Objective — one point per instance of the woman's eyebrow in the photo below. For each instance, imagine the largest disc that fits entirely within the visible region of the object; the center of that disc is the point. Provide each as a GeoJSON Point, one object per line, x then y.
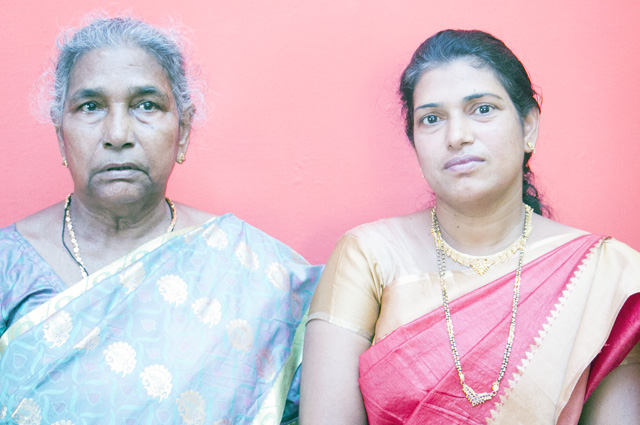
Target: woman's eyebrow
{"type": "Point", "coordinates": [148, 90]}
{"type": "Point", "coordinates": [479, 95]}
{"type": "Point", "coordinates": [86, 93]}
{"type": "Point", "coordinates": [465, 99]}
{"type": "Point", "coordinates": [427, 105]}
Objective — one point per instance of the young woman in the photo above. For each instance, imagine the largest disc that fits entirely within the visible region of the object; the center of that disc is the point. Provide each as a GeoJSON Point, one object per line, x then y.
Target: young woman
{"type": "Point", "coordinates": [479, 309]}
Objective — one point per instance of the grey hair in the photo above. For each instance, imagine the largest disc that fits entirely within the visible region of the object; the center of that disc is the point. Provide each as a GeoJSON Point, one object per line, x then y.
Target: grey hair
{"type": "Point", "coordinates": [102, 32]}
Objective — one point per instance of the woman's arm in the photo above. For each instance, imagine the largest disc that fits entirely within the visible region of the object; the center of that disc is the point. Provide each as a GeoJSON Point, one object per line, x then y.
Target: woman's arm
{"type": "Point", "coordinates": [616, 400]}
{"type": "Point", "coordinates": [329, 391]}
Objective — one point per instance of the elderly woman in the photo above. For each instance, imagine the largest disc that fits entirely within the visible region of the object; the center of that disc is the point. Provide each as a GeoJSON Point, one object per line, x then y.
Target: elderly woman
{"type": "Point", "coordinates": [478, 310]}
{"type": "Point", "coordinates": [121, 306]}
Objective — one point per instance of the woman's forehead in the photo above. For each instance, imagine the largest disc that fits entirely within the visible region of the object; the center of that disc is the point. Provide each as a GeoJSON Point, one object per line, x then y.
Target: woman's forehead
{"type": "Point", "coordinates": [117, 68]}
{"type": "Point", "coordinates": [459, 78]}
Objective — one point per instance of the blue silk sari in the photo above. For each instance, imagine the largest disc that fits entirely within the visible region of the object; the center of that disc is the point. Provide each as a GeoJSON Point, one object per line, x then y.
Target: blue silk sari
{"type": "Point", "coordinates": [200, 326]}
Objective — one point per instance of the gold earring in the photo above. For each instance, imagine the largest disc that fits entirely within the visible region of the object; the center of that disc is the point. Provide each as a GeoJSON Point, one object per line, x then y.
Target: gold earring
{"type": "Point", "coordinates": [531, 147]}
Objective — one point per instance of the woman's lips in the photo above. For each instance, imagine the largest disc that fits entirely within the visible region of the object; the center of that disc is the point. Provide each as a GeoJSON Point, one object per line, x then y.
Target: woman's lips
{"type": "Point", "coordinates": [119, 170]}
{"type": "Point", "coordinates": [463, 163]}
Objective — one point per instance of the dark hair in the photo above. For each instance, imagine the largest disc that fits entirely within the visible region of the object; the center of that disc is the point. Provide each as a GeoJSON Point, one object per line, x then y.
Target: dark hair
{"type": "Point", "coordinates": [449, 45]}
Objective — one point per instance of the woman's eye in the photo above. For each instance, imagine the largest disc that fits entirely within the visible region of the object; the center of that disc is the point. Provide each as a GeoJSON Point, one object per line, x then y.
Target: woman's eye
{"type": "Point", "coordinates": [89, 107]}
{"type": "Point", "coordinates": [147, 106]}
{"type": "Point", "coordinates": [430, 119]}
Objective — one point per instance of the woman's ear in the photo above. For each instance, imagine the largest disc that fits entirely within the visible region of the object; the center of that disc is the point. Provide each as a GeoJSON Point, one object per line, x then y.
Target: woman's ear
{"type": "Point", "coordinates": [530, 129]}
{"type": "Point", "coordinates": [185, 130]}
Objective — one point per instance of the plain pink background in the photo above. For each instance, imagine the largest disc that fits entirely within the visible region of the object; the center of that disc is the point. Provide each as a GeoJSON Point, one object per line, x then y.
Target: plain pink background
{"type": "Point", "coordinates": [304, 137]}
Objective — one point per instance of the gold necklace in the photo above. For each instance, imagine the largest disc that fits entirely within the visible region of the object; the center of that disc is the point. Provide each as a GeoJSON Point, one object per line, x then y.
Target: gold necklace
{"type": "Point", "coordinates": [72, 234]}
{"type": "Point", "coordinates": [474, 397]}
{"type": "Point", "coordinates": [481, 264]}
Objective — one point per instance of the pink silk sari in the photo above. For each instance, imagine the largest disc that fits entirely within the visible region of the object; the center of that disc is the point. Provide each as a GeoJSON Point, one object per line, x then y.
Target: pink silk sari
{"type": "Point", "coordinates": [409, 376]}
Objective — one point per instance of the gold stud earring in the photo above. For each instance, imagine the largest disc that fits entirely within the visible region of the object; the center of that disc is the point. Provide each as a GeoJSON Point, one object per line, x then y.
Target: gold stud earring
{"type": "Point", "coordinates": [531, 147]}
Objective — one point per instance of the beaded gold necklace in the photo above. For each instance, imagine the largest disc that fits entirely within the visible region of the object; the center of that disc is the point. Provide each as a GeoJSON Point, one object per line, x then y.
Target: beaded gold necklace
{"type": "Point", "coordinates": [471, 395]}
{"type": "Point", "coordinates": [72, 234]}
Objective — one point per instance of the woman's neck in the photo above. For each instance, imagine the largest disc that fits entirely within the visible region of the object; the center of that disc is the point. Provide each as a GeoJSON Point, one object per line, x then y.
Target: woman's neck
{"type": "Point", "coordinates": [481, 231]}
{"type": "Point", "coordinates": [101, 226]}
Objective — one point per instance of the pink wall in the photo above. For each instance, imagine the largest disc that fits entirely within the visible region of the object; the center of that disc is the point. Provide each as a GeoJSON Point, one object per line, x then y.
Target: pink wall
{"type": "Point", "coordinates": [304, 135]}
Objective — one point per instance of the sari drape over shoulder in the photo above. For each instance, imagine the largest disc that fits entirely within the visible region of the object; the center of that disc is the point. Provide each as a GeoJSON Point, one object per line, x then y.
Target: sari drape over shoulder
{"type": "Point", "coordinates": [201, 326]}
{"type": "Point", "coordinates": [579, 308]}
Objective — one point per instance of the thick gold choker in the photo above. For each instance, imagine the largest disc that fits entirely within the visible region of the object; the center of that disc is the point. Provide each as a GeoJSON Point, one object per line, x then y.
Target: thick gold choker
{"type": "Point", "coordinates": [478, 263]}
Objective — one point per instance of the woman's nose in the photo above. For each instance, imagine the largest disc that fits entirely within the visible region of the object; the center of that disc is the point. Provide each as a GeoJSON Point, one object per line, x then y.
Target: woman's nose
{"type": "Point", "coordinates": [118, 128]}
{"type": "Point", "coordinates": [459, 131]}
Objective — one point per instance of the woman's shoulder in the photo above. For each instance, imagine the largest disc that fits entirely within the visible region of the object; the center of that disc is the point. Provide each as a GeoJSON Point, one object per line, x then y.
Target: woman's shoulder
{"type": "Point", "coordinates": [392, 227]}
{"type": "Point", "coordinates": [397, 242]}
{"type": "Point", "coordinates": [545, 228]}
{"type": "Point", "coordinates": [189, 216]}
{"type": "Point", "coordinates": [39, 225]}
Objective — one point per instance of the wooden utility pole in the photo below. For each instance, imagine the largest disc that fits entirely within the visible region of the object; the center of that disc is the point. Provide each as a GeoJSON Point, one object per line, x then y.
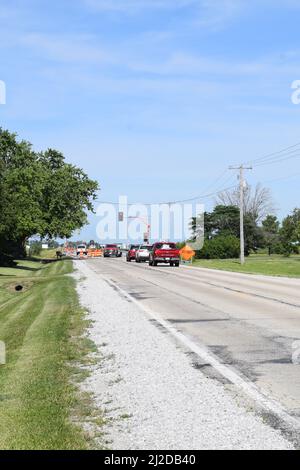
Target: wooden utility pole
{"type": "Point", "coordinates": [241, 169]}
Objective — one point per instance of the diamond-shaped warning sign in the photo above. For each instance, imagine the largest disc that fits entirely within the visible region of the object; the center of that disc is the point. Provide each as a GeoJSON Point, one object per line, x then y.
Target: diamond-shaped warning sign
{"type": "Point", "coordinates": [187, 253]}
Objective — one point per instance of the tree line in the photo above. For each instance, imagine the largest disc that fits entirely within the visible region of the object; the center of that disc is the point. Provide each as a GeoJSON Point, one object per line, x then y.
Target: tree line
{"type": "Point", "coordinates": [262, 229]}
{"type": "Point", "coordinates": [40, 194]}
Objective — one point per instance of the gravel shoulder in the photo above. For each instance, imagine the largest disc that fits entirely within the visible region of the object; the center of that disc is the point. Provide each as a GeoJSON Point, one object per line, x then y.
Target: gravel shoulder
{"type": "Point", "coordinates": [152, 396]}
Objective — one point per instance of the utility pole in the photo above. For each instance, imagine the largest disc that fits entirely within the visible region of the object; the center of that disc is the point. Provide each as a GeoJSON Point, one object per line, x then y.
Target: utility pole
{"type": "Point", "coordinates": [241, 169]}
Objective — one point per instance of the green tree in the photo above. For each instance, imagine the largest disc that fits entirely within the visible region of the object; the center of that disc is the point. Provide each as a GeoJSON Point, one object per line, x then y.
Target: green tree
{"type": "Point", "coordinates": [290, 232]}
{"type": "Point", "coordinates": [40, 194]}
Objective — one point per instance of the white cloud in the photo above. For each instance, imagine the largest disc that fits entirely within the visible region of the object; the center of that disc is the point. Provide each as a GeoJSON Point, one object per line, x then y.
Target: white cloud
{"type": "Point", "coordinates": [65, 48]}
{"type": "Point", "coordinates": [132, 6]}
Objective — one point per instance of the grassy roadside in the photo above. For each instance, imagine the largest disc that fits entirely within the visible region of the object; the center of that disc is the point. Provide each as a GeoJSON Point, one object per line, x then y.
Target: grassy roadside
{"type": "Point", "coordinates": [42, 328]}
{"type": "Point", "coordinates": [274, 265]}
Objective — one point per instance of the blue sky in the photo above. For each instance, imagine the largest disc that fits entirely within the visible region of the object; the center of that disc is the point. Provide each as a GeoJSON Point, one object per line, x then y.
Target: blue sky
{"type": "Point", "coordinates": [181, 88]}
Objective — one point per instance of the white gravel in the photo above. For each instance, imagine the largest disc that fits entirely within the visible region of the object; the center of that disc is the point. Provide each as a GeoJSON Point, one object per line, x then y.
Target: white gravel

—————

* _WHAT IS NEEDED_: Beginning at the line with "Target: blue sky", write out each line exactly as it stands until the listing ends, and add nothing.

* _RESULT FOR THIS TASK_:
Target: blue sky
{"type": "Point", "coordinates": [181, 88]}
Objective — one point per instance of the white gravel in the photo above. For each instance, imagine the largest disc that fits entirely within the visible region of the object; the center of that disc is the point. Provide each as a GeoJSON Point, one object per line, x then y.
Target: white gravel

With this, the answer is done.